:: Source document ::
# # # #
Why we need it ?
Most object detection algorithms use NMS to whittle down many detected bounding boxes to only a few. At the most basic level, most object detectors do some form of windowing. Thousands of windows (anchors) of various sizes and shapes are generated.
These windows supposedly contain only one object, and a classifier is used to obtain a probability/score for each class. Once the detector outputs a large number of bounding boxes, it is necessary to filter out the best ones. NMS is the most commonly used algorithm for this task.
Intersection Over Union (IoU)
Before we go ahead, I would like to discuss this one concept that we will be using in the following sections i.e. Intersection Over Union or IoU in short.
Before we go ahead, I would like to discuss this one concept that we will be using in the following sections i.e. Intersection Over Union or IoU in short.
The Intersection over Union (IoU) metric, also referred to as the Jaccard index, is essentially a method used usually to quantify the percent overlap between the ground truth BBox (Bounding Box) and the prediction BBox. However, in NMS, we find IoU between two predictions BBoxes instead.
IoU in mathematical terms can be represented by the following expression,
Intersection Over Union(IoU) = (Target ∩ Prediction) / (Target U Prediction)
In our case using BBoxes, it can be modified to,
IOU(Box1, Box2) = Intersection_Size(Box1, Box2) / Union_Size(Box1, Box2)
Consider the the two BBoxes in the following figure,
Their union area is the orange area, and their intersection area is the purple area. So the IoU can be calculated by dividing the purple area by the orange area.
Implementation of IoU in Python
Let us implement this in Python so that we can use it in the later sections. Consider two BBoxes, namely.
Box1 having lower left coordinates as (x1,y1) and upper right coordinates as (a1,b1).
# # # #
:: Given instruction ::
Answer from the text on NMS and IoU:
(a) What are the thousands of generated windows of various sizes and shapes called?
(b) By what other name is the IoU metric known?
(c) Which color marks the intersection area of the two boxes in the figure?
# # # #
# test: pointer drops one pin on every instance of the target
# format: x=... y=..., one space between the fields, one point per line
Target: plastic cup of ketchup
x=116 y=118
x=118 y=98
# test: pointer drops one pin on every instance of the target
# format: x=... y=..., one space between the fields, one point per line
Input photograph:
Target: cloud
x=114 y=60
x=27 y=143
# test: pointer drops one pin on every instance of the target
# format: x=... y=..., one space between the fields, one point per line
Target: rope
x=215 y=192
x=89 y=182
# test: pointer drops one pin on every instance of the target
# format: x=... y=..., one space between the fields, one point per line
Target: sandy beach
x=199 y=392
# # # #
:: Result of the task ::
(a) Anchors.
(b) The Jaccard index.
(c) Purple.